## DIRECTIONS FOR THIS TASK
Could you quote every one of the records below verbatim?

>> begin RECORDS PROVIDED

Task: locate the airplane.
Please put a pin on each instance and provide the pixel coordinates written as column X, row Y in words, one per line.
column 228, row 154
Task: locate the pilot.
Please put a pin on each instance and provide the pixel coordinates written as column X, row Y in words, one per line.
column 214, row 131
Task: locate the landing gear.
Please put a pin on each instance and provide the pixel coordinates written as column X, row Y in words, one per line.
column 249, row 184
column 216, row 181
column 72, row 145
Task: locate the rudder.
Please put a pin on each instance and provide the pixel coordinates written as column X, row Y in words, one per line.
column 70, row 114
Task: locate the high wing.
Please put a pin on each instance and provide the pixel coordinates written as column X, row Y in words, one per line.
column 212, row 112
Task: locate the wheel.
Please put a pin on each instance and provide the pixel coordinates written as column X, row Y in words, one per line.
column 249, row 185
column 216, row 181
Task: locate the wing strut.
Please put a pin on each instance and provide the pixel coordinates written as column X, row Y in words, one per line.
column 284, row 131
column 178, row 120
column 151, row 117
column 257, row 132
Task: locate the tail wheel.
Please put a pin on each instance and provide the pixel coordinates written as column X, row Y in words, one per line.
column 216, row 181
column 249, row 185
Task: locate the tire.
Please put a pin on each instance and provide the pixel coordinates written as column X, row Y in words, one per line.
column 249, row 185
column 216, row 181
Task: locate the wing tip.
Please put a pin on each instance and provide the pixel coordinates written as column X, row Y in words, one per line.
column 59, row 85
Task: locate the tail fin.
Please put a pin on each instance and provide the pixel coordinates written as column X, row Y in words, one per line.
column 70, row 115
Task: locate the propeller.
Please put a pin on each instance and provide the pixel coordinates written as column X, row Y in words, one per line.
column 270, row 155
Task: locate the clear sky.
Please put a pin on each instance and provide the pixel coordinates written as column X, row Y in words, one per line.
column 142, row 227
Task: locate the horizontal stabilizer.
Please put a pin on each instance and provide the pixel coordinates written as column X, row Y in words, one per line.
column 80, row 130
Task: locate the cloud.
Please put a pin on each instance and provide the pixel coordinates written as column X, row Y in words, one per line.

>> end RECORDS PROVIDED

## ANSWER FOR THIS EXERCISE
Task: locate the airplane.
Please put a pin on each instance and provide the pixel coordinates written as column X, row Y in words, one per line.
column 228, row 154
Task: locate the pilot.
Please put a pin on each instance and provide the pixel coordinates written as column X, row Y in words, one per line.
column 214, row 131
Task: locate the landing gear.
Please put a pin on each instance and provide the pixel coordinates written as column X, row Y in words, one per line.
column 249, row 184
column 216, row 181
column 72, row 145
Task: locate the rudder.
Please put a pin on each instance and provide the pixel coordinates written as column X, row Y in words, one per line.
column 70, row 114
Task: locate the high wing.
Please put a pin on each instance and provide the pixel coordinates written as column X, row Y in words, one per line.
column 212, row 112
Task: locate the wheel.
Please put a pin on each instance and provide the pixel coordinates written as column X, row Y in words, one per line.
column 249, row 185
column 216, row 181
Task: locate the wing strut.
Please put a pin on each instance and provide the pixel coordinates written as column X, row Y in words, one per line.
column 284, row 131
column 178, row 120
column 151, row 117
column 257, row 132
Task: locate the tail wheel.
Please put a pin on each instance and provide the pixel coordinates written as column X, row Y in words, one per line.
column 216, row 181
column 249, row 185
Task: locate the tire.
Please put a pin on each instance and provide the pixel coordinates written as column X, row Y in words, one per line.
column 249, row 185
column 216, row 181
Task: locate the wing tip.
Please put a pin on each instance and provide the pixel coordinates written as column X, row Y in words, one per line.
column 59, row 85
Task: locate the tail fin.
Please put a pin on each instance and provide the pixel coordinates written as column X, row Y in words, one per line.
column 70, row 115
Task: locate the propeller.
Please put a pin on each instance and provide the pixel coordinates written as column X, row Y in words, one per line.
column 270, row 155
Task: locate the clear sky.
Please put a pin on each instance and provide the pixel coordinates written as column X, row Y in words, one per line.
column 142, row 227
Task: locate the horizontal stabilizer.
Please put a pin on each instance and provide the pixel coordinates written as column X, row Y in words, one per line.
column 80, row 130
Task: locate the cloud.
Please put a pin on each instance and provide the pixel coordinates written as column X, row Y in words, one per line.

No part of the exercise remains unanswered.